Word for word, write out all the entries below, omitting every picture.

Image point grounding data
______

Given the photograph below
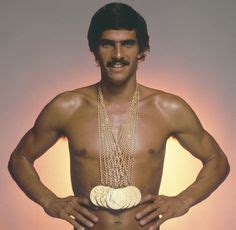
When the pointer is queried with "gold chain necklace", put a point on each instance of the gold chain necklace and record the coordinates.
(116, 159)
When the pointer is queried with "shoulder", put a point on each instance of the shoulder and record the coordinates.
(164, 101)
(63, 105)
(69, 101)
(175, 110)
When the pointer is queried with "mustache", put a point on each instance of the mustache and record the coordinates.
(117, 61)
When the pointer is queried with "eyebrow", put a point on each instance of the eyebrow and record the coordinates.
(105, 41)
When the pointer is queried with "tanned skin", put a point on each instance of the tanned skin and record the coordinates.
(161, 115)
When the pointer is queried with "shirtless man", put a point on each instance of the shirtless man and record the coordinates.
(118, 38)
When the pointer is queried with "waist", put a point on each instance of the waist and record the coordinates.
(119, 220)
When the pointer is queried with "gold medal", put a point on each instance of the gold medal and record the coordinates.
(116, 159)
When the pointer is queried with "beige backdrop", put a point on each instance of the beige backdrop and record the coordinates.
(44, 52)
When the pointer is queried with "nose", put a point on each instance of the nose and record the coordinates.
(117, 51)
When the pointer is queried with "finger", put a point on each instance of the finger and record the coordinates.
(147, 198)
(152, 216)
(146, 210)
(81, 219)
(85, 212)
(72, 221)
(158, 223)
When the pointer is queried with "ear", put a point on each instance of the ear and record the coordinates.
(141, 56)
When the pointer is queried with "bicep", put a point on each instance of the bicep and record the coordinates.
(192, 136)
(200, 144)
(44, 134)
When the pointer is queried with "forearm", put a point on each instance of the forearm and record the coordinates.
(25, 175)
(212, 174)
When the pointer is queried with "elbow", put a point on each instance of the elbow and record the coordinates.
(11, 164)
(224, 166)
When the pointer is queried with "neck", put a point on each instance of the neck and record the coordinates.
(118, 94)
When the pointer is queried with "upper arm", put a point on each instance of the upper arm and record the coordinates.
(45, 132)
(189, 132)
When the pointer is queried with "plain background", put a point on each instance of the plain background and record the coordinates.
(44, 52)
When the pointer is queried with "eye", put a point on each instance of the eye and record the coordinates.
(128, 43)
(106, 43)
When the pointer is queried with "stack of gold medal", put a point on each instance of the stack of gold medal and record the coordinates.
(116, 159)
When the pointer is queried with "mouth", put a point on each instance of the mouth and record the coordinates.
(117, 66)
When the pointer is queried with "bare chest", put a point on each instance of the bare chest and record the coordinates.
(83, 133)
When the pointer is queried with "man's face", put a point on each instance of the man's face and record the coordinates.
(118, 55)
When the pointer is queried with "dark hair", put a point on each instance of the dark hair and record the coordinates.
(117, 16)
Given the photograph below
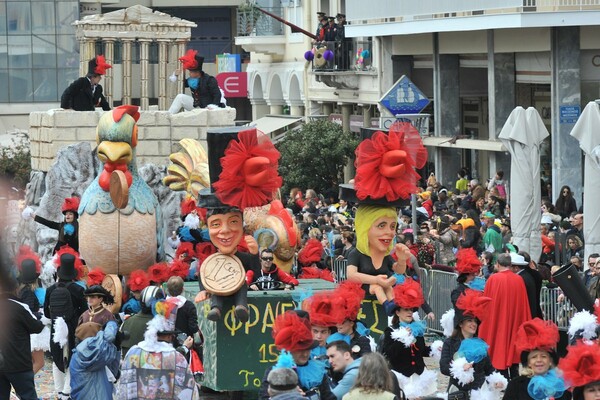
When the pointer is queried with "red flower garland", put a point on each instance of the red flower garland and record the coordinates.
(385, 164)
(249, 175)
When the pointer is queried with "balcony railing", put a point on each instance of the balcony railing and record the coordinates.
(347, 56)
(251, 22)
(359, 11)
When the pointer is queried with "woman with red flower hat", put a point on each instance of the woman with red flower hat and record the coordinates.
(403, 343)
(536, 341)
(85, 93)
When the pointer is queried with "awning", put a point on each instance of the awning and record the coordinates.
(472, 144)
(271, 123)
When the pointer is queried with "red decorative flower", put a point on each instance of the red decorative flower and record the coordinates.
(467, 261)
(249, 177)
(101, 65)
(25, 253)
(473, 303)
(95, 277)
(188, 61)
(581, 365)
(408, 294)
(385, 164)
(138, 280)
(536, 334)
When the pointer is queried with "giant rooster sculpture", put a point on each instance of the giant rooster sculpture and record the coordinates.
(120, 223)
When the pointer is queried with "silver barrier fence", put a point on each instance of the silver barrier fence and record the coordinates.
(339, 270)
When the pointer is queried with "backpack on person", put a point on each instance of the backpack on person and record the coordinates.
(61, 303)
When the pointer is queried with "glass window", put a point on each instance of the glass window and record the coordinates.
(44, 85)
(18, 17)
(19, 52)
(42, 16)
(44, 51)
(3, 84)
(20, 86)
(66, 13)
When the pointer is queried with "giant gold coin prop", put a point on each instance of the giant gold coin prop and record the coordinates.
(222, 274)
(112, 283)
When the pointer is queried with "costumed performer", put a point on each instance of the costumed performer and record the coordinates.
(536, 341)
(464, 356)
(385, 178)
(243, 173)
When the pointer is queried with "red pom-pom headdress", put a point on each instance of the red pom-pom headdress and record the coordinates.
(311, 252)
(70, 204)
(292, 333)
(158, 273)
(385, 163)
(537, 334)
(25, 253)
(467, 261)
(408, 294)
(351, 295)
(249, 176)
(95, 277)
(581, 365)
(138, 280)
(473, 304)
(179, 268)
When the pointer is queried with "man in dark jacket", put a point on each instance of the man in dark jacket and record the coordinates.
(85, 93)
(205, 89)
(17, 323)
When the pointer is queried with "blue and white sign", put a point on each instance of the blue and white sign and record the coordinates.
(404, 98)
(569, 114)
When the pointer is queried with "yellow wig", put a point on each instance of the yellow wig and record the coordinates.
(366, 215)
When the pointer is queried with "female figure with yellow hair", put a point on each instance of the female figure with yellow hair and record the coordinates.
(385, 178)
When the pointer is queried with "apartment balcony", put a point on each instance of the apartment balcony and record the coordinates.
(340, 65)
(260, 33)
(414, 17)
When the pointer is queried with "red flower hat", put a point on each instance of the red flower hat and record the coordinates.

______

_Expected answer:_
Given the photograph below
When the pointer is queried with "gold chain necklace", put a point on each instance of the gold chain necklace and record the coordinates.
(116, 159)
When the pointer is queried with "shoulder", put a point on each instance of the shoulder and record the coordinates.
(164, 101)
(63, 105)
(69, 101)
(175, 110)
When the pointer is queried with "mustache", put a point on each instance of the mustache and record the coordinates.
(117, 61)
When the pointer is queried with "eyebrow", put a point on each instance of the eyebrow and record the coordinates.
(105, 41)
When the pointer is queried with "tanned skin", put a point on each instance of the tanned skin and record the coordinates.
(161, 115)
When the pointer is queried with "shirtless man", put a point on each instance of the shirtless man and record the coordinates.
(118, 38)
When the pointer is queried with "waist", put a point on each instance of the waist and record the coordinates.
(119, 220)
When the pointer is queried with "gold medal", put a point on each instance of the gold medal and record the coordinates.
(116, 159)
When the pointer is queried with "beige backdrop", put a point on each instance of the beige backdrop and record the coordinates.
(44, 52)
When the pointer is queried with "nose", put a point on each instance of the nose and record the coordinates.
(117, 51)
When the pointer is queried with "finger", put a point on each instance of the finger and record the coordinates.
(147, 198)
(152, 216)
(146, 210)
(81, 219)
(85, 212)
(72, 221)
(158, 223)
When the pointer is queried with "ear", put a point on each instance of the ear and record the coordinates.
(141, 56)
When the pointer is queried with "bicep", put a point on each instance of the bicep and record the coordinates.
(192, 136)
(200, 144)
(44, 134)
When the pointer is queried with "forearm", put a point on each instance of the forearm and record the coordinates.
(25, 175)
(212, 174)
When the pointer is queried with "elbow", put a point on each instance of the elbow and record the coordinates.
(11, 164)
(224, 166)
When the pointer is queried with "neck", put a point on each instance of the neck and record the coordinates.
(118, 94)
When the pointer is queried with "upper arm", put a point on each instance of the upper arm and record the coordinates.
(45, 132)
(189, 132)
When the pointer is queried with "plain background", put a point on each instance of the plain background and record the coordinates.
(44, 52)
When the pointer is queried with "eye", put a point on each instance of the eye and record the coordinates.
(128, 43)
(106, 43)
When the pointer is queried with "stack of gold medal", put a point on each instance of the stack of gold medal and record the coordinates.
(116, 159)
When the pointer is queried with "mouth", put a point on each instance of the mouth and record the coordinates.
(117, 66)
When the pointer is queried with "bare chest", put a point on each instance of the bare chest and record the coordinates.
(83, 133)
When the pointer is queried with "man's face", put a point on each instance of the man's face and record the coordinates.
(118, 55)
When the pointer is queried with "dark hair", put a point on each instance of the dark hair and record the coordinates.
(117, 16)
Given the photograph below
When the pointer is queried with "red flower garland", put a point on each instance of the red flower garland and record the coordinates.
(385, 164)
(249, 175)
When the pointer is queried with "balcony railing", put a point on each instance of the balcony railing and record the coordinates.
(347, 56)
(251, 22)
(359, 11)
When the pointer is queried with "woman with red flower hat", put a point on each instance of the woman with red flower hat and record the coordinates.
(403, 343)
(536, 341)
(85, 93)
When the pointer is queried with "awning", put a point on each instance of the awning and record the coordinates.
(472, 144)
(271, 123)
When the pointer is queried with "red decorative flower", put a point on each instance of the red decorative flower and record the coordinates.
(467, 261)
(249, 177)
(101, 65)
(25, 253)
(473, 303)
(95, 277)
(188, 61)
(581, 365)
(408, 294)
(385, 164)
(138, 280)
(536, 334)
When the pointer is queried with "giant rooster sculpture", put a point on each instance of the giant rooster sculpture and record the coordinates.
(120, 223)
When the pointer is queried with "silver barrier fence", put a point on each instance of the silver barrier fence and record the coordinates.
(339, 270)
When the pointer is queried with "backpack on person", put a point on each instance of the backpack on person and record the coordinates.
(61, 303)
When the pointer is queried with "glass window", put a point on each instance of the glass window and record the coordinates.
(44, 85)
(18, 17)
(19, 52)
(42, 16)
(44, 51)
(3, 84)
(20, 86)
(66, 13)
When the pointer is queried with "giant gold coin prop", put a point on each instance of the giant gold coin prop and record the coordinates.
(222, 274)
(112, 283)
When the pointer is queried with "costumed performer", put a point on each instance of the costumed performer and record the coordinates.
(536, 341)
(464, 356)
(385, 178)
(243, 173)
When the pointer is queried with "red pom-pom headdress", put a point on each instance of the red pom-pom headdress and record the coordinates.
(311, 252)
(70, 204)
(292, 333)
(158, 273)
(385, 163)
(537, 334)
(25, 253)
(467, 261)
(408, 294)
(351, 295)
(249, 176)
(95, 277)
(581, 365)
(138, 280)
(473, 304)
(179, 268)
When the pointer is queried with "man in dark jacket", put a point on each instance of the man in dark jacket and record the coordinates.
(85, 93)
(205, 89)
(17, 323)
When the pointer is queried with "blue and white sign", put a point on each instance of the blue and white sign and record the coordinates.
(404, 98)
(569, 114)
When the pointer is queried with "yellow wig", put a point on each instance of the yellow wig and record the coordinates.
(366, 215)
When the pointer is queried with "female figure with yellow hair", put a point on each instance of the female figure with yellow hair and record the coordinates.
(385, 178)
When the pointer is queried with "apartment balcony", put a point on each instance of the apartment balcony and record the coordinates.
(340, 65)
(260, 33)
(414, 17)
When the pointer is queried with "red flower hat", put a point on each instance of the red flower hat and record the coordinates.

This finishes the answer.